--- Page extract ---
The key areas of focus for a data engineer are as follows:

  • Quality: Getting data from A to B is a pointless exercise if the data is garbled, fields are missing, or IDs are screwed up. The data engineer cares about avoiding this and uses a variety of techniques and tools, generally to ensure that the data that left the source system is what lands in your data storage layer.
  • Stability: Similar to the previous point on quality, if the data comes from A to B but it only does it every second Wednesday if it's not a rainy day, then what's the point? Data engineers spend a lot of time and effort and use their considerable skills to ensure that data pipelines are robust, reliable, and can be trusted to deliver when promised.
  • Access: Finally, the aim of getting the data from A to B is for it to be used by applications, analyses, and machine learning models, so the nature of the B is important. The data engineer will have a variety of technologies to hand for surfacing data and should work with the data consumers (our data scientists and machine learning engineers, among others) to define and create appropriate data models within these solutions:
Figure 1.1 – A diagram showing the relationships between data science, ML engineering, and data engineering

Figure 1.1 – A diagram showing the relationships between data science, ML engineering, and data engineering

As mentioned previously, this book focuses on the work of the ML engineer and how you can learn some of the skills useful for that role, but it is always important to remember that you will not be working in a vacuum. Always keep in mind the profiles of the other roles (and many more not covered here that will exist in your project team) so that you work most effectively together. Data is a team sport after all!

 

Assembling your team

There are no set rules about how you should pull together a team for your machine learning project, but there are some good general principles to follow, and gotchas to avoid.

First, always bear in mind that unicorns do not exist. You can find some very talented people out there, but do not ever think one person can do everything you will need to the level you require. This is not just a bit unrealistic; it is bad practice and will negatively impact the quality of your products. Even when you are severely resource-constrained, the key is for your team members to have a laser-like focus to succeed.

Secondly, blended is best. We all know the benefits of diversity for organizations and teams in general and this should, of course, apply to your machine learning team as well. Within a project, you will need the mathematics, the code, the engineering, the project management, the communication, and a variety of other skills to succeed. So, given the previous point, make sure you cover this in at least some sense across your team.

Third, tie your team structure to your projects in a dynamic way. If you are working on a project that is mostly about getting the data in the right place and the actual machine learning models are really simple, focus your team profile on the engineering and data modeling aspects. If the project requires a detailed understanding of the model, and it is quite complex, then reposition your team to make sure this is covered. This is just sensible and frees up team members who would otherwise have been underutilized to work on other projects.

As an example, suppose that you have been tasked with building a system that classifies customer data as it comes into your shiny new data lake, and the decision has been taken that this should be done at the point of ingestion via a streaming application. The classification has already been built for another project. It is already clear that this solution will heavily involve the skills of the data engineer and the ML engineer, but not so much the data scientist since that portion of work has been completed in another project.

--- Information given ---

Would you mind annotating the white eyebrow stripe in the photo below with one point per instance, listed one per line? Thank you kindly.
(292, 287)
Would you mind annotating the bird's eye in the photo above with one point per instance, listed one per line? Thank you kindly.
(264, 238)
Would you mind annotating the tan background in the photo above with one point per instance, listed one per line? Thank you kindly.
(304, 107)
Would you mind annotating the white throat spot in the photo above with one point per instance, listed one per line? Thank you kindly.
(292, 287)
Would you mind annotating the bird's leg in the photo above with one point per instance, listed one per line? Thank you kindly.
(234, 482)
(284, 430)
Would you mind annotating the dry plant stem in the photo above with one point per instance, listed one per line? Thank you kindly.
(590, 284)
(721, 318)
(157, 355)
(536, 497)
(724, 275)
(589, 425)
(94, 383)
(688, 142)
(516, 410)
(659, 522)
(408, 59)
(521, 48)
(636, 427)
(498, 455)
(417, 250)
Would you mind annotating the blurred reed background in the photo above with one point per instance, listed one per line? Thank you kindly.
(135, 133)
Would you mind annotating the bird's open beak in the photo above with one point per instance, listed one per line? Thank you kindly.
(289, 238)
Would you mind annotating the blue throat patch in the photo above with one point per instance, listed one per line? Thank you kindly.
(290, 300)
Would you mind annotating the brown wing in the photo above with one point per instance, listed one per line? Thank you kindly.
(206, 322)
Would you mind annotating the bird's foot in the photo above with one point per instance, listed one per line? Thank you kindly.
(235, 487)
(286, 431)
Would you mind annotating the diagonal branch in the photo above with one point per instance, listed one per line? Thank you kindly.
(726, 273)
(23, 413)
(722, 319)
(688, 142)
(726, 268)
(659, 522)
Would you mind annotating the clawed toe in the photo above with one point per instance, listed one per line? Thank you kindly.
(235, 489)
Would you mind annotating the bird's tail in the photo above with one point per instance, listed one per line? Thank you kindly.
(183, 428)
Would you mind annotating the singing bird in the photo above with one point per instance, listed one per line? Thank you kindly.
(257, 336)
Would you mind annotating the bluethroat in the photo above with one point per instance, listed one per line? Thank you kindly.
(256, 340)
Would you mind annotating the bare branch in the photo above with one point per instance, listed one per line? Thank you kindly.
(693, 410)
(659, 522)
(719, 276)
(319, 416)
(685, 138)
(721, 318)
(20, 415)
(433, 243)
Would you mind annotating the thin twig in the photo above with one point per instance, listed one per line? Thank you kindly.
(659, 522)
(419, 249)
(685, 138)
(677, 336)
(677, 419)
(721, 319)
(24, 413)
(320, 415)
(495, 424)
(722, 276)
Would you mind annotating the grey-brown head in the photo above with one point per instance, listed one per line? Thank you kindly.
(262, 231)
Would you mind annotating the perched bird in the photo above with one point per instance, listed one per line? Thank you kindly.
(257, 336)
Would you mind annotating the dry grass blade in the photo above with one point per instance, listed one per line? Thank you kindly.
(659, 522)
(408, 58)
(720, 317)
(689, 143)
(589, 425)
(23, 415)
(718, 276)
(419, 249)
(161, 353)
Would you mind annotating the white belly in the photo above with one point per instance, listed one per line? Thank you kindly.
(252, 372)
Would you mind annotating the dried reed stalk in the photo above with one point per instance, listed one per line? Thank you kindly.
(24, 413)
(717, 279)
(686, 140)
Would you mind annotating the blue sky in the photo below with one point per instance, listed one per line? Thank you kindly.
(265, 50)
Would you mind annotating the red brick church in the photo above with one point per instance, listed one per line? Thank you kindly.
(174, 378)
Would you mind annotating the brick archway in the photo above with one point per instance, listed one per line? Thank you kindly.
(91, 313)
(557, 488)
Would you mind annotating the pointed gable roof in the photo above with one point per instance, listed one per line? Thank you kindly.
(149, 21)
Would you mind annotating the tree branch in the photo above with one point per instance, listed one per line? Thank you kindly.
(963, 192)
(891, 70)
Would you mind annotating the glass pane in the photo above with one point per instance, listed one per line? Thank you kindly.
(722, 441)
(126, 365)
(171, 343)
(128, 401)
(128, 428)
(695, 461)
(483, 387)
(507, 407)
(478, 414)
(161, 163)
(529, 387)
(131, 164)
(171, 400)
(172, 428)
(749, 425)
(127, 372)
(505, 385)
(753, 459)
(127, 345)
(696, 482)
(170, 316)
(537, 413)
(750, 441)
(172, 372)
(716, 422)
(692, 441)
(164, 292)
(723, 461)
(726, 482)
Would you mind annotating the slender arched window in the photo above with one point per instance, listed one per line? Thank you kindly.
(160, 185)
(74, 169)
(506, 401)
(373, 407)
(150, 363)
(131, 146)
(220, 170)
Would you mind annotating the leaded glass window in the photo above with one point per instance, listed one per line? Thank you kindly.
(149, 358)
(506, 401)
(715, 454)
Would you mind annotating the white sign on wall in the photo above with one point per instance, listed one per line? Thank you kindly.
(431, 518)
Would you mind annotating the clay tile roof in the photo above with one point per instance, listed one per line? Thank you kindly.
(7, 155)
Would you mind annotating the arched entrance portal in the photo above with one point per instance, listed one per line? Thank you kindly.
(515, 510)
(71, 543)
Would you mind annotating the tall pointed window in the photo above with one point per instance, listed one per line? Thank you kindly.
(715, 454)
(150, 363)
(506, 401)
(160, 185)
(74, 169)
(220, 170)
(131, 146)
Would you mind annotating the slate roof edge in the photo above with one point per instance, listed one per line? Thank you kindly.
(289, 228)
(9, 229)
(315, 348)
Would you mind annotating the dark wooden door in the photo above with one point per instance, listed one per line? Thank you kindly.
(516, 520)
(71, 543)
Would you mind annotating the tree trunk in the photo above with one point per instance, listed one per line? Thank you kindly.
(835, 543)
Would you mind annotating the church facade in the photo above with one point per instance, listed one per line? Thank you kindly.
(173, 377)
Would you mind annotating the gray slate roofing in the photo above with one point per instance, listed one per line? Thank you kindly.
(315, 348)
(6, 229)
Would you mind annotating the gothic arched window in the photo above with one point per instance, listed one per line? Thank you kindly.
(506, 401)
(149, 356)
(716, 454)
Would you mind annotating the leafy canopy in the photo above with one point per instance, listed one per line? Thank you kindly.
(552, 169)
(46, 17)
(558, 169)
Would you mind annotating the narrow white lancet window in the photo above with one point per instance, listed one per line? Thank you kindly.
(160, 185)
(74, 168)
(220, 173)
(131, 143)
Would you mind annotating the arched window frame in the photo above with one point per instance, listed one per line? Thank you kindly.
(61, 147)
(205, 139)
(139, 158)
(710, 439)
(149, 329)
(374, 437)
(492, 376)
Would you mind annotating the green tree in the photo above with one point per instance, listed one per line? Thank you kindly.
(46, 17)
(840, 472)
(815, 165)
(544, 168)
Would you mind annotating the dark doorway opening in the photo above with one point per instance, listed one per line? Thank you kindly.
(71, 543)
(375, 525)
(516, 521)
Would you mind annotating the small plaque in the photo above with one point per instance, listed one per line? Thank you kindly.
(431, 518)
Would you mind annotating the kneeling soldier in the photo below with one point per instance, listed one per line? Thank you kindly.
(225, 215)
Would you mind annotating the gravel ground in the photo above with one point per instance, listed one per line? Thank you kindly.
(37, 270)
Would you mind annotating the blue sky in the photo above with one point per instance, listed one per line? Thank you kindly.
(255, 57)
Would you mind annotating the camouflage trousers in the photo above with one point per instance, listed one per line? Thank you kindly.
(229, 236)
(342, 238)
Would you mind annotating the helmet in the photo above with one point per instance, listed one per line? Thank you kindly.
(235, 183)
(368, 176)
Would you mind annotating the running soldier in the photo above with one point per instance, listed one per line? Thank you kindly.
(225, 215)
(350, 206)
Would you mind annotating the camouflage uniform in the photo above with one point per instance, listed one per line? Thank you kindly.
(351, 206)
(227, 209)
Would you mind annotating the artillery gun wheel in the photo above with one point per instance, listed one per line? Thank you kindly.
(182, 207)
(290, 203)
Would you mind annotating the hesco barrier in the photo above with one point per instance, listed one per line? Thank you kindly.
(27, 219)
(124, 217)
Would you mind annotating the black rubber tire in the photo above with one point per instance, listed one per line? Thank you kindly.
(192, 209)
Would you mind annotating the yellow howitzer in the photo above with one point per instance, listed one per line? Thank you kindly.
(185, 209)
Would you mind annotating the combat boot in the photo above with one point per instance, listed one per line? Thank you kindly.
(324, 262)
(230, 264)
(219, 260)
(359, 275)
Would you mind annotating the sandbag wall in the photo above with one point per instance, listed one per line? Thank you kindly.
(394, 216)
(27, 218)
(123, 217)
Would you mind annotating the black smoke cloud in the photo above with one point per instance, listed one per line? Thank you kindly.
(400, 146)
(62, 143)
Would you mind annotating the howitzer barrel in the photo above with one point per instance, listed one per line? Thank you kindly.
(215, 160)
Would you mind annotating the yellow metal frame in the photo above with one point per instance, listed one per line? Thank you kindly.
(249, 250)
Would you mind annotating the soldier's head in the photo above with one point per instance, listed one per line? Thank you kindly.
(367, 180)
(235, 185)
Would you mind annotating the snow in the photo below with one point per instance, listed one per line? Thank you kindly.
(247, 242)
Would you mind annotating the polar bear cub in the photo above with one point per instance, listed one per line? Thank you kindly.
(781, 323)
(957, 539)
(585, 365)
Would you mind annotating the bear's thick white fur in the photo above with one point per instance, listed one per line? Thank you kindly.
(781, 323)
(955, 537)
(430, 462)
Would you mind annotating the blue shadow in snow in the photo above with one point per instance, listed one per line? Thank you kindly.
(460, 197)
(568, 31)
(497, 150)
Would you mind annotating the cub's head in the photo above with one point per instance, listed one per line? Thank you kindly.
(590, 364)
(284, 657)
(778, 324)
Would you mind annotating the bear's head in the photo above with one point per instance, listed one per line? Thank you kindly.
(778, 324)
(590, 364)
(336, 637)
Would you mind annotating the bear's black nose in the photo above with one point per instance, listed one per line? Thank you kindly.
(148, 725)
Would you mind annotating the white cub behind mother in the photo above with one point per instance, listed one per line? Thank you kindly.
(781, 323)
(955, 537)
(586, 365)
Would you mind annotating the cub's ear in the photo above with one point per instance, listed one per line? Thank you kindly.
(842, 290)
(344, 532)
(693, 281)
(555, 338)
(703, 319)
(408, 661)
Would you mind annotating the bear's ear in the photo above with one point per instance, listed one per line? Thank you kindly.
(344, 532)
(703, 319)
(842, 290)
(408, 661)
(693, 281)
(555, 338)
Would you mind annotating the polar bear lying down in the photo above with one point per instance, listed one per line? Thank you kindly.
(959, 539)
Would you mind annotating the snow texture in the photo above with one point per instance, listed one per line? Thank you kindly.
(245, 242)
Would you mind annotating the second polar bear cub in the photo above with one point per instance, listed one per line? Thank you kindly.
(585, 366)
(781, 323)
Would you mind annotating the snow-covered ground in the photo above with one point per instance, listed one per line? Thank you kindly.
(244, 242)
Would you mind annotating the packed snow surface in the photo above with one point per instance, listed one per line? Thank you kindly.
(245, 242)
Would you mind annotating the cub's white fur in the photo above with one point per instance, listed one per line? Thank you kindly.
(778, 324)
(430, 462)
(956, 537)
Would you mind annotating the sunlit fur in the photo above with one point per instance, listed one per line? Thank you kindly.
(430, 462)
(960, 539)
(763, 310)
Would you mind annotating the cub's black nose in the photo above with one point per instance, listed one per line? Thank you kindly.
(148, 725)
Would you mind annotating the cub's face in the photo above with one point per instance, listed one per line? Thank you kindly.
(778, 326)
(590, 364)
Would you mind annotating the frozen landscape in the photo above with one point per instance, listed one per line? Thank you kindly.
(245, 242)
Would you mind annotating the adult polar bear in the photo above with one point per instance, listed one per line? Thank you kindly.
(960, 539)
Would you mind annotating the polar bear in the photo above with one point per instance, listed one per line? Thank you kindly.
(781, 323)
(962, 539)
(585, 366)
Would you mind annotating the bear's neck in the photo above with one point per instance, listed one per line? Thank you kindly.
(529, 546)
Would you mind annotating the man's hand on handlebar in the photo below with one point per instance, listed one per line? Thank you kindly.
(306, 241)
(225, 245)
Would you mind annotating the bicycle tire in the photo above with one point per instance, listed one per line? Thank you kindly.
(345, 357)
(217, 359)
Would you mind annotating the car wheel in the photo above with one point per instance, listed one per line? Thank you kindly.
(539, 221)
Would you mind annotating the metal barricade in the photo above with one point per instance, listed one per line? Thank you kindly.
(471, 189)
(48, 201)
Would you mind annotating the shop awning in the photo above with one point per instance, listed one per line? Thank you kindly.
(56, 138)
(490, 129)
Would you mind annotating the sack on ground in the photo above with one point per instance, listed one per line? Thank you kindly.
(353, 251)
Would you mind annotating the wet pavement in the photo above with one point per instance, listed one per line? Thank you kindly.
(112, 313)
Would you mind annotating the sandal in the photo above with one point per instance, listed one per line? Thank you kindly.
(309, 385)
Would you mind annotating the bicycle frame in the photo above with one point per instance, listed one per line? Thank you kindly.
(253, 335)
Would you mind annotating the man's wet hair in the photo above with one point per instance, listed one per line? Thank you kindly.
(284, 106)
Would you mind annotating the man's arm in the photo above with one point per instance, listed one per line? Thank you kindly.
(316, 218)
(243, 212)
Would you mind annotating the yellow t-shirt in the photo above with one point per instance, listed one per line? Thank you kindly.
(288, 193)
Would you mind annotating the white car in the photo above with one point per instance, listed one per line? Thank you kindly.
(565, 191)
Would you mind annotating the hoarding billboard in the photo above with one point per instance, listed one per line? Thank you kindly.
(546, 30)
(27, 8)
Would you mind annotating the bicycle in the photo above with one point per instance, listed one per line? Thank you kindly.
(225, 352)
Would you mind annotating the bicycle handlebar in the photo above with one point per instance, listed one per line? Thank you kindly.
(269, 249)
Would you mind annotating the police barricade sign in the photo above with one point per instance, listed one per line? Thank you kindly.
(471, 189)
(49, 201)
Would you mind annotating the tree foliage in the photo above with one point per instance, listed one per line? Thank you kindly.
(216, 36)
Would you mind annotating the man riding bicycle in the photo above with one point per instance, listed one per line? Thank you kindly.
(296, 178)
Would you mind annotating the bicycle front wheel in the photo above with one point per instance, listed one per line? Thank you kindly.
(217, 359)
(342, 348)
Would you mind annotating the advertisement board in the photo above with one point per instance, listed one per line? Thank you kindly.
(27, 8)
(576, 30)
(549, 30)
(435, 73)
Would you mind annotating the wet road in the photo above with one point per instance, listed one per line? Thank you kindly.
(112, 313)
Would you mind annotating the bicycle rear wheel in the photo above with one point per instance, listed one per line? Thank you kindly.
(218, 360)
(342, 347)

--- What this exercise asks ---
[A] Print everything in the passage on machine learning teams from "There are no" down to "gotchas to avoid.".
[B] According to the passage on machine learning teams, what should a team's profile focus on when a project is mostly about getting data in the right place and the models are simple?
The entries come from a different source than the passage on machine learning teams.

--- Responses for each task ---
[A]
There are no set rules about how you should pull together a team for your machine learning project, but there are some good general principles to follow, and gotchas to avoid.

[B] The engineering and data modeling aspects.